(Exercise): Rewrite every item below, swapping "negative clicks" for "excluded clicks" and changing nothing else. Leave the pictures out of your answer.

(Data section):
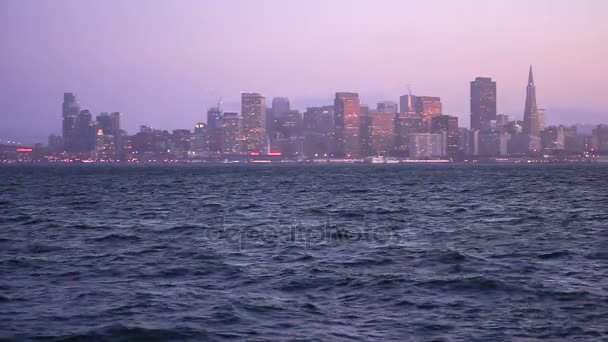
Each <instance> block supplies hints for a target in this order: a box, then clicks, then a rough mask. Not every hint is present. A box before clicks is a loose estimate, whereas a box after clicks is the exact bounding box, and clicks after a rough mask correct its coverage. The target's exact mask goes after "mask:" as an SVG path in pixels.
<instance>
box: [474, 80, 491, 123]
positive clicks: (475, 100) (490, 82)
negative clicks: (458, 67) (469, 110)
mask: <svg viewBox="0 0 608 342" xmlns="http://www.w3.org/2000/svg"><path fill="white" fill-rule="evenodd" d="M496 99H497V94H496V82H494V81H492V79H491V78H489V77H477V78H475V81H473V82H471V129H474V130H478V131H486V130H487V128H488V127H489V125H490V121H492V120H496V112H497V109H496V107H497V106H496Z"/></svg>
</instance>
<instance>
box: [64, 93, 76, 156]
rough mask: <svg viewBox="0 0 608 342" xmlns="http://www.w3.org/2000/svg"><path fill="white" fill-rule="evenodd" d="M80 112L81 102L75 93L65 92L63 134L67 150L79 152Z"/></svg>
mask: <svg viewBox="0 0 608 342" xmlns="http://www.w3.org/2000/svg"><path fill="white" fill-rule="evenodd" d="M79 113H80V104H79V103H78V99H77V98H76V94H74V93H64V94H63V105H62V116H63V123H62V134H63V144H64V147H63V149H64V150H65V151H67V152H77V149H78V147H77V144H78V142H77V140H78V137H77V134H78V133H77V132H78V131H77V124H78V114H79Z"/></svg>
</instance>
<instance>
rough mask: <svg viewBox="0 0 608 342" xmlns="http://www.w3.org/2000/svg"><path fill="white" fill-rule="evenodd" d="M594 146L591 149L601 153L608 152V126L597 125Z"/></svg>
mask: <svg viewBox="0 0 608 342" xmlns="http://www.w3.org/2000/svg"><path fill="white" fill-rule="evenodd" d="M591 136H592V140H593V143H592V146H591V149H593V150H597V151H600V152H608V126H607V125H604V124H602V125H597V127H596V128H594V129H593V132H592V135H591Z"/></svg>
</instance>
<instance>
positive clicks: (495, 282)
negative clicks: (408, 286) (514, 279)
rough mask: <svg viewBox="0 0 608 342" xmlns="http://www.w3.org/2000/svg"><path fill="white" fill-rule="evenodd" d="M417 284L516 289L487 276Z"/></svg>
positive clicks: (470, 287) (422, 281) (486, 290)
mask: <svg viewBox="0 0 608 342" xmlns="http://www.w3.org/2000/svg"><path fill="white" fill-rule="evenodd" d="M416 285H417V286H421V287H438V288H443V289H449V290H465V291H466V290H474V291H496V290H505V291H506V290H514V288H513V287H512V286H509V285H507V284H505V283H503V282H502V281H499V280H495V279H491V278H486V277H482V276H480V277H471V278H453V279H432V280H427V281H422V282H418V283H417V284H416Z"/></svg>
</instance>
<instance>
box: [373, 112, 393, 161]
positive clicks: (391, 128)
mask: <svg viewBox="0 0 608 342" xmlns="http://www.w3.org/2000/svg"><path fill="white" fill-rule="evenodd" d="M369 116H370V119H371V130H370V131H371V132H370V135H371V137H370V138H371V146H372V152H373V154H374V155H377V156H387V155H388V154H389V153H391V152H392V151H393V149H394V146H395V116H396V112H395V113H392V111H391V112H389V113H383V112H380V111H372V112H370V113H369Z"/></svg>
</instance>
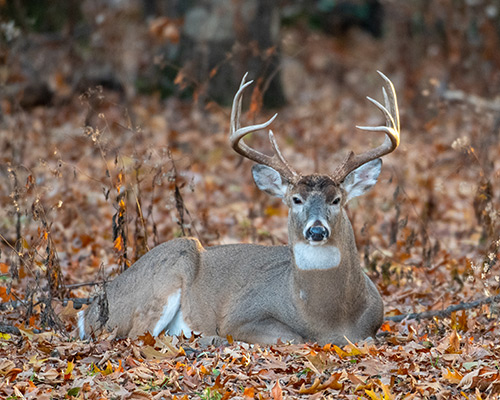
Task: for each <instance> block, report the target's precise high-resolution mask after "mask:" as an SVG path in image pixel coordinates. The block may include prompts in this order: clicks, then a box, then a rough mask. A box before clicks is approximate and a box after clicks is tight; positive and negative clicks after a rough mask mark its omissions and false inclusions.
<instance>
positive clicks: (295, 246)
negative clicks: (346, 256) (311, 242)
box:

(Result of the exercise):
Each <instance> block supplies hints for a target in this order: a box, then clicks, then a rough mask. Not every hint is present. A box before clicks is a loose estimate, whereas a box after clicks is the exact bounding box, and clicks after a rough mask correct its coverage. The target's exact mask goes after "mask:" as an SVG path in pixels.
<instance>
box: [474, 80, 491, 123]
positive clicks: (475, 100) (490, 82)
excluded clicks: (458, 67) (469, 110)
mask: <svg viewBox="0 0 608 342" xmlns="http://www.w3.org/2000/svg"><path fill="white" fill-rule="evenodd" d="M496 99H497V94H496V82H494V81H492V79H491V78H489V77H477V78H475V81H473V82H471V129H474V130H478V131H486V130H487V128H488V127H489V125H490V121H492V120H496V112H497V109H496V107H497V106H496Z"/></svg>
</instance>
<instance>
box: [64, 93, 76, 156]
rough mask: <svg viewBox="0 0 608 342" xmlns="http://www.w3.org/2000/svg"><path fill="white" fill-rule="evenodd" d="M80 112L81 102L75 93L65 92L63 134L67 150L79 152Z"/></svg>
mask: <svg viewBox="0 0 608 342" xmlns="http://www.w3.org/2000/svg"><path fill="white" fill-rule="evenodd" d="M79 113H80V104H79V103H78V99H77V98H76V94H74V93H64V94H63V105H62V116H63V123H62V134H63V144H64V147H63V149H64V150H65V151H67V152H77V149H78V147H77V144H78V142H77V140H78V137H77V134H78V133H77V132H78V131H77V124H78V114H79Z"/></svg>
</instance>
<instance>
rough mask: <svg viewBox="0 0 608 342" xmlns="http://www.w3.org/2000/svg"><path fill="white" fill-rule="evenodd" d="M594 146L591 149L601 153L608 152V126L597 125Z"/></svg>
mask: <svg viewBox="0 0 608 342" xmlns="http://www.w3.org/2000/svg"><path fill="white" fill-rule="evenodd" d="M591 136H592V140H593V143H592V146H591V149H593V150H597V151H600V152H608V126H607V125H604V124H602V125H597V127H596V128H594V129H593V132H592V135H591Z"/></svg>
</instance>
<instance>
positive clicks: (495, 282)
excluded clicks: (408, 286) (514, 279)
rough mask: <svg viewBox="0 0 608 342" xmlns="http://www.w3.org/2000/svg"><path fill="white" fill-rule="evenodd" d="M417 284L516 289L487 276Z"/></svg>
positive clicks: (470, 287) (422, 281) (486, 290)
mask: <svg viewBox="0 0 608 342" xmlns="http://www.w3.org/2000/svg"><path fill="white" fill-rule="evenodd" d="M416 285H417V286H421V287H438V288H443V289H449V290H465V291H466V290H474V291H496V290H505V291H506V290H514V288H513V287H512V286H509V285H507V284H505V283H503V282H502V281H499V280H495V279H491V278H486V277H482V276H480V277H471V278H453V279H432V280H427V281H422V282H418V283H417V284H416Z"/></svg>
</instance>
<instance>
box: [373, 112, 393, 161]
positive clicks: (391, 128)
mask: <svg viewBox="0 0 608 342" xmlns="http://www.w3.org/2000/svg"><path fill="white" fill-rule="evenodd" d="M369 116H370V119H371V130H370V131H371V132H370V135H371V137H370V138H371V146H372V152H373V154H374V155H377V156H387V155H388V154H389V153H391V152H392V151H393V149H394V146H395V116H396V112H395V113H392V111H391V112H389V113H383V112H380V111H372V112H370V113H369Z"/></svg>
</instance>
Task: for each <instance> block, report the target's precise high-resolution mask after "mask:" as an SVG path in image pixel coordinates. The block may include prompts in this order: clicks, then a box, then a rough mask. A box before clicks is approximate and a box after clicks is tight; positive and excluded clicks after a rough mask mark its omissions and false inclusions.
<instance>
positive clicks: (295, 246)
excluded clicks: (346, 256) (311, 242)
box:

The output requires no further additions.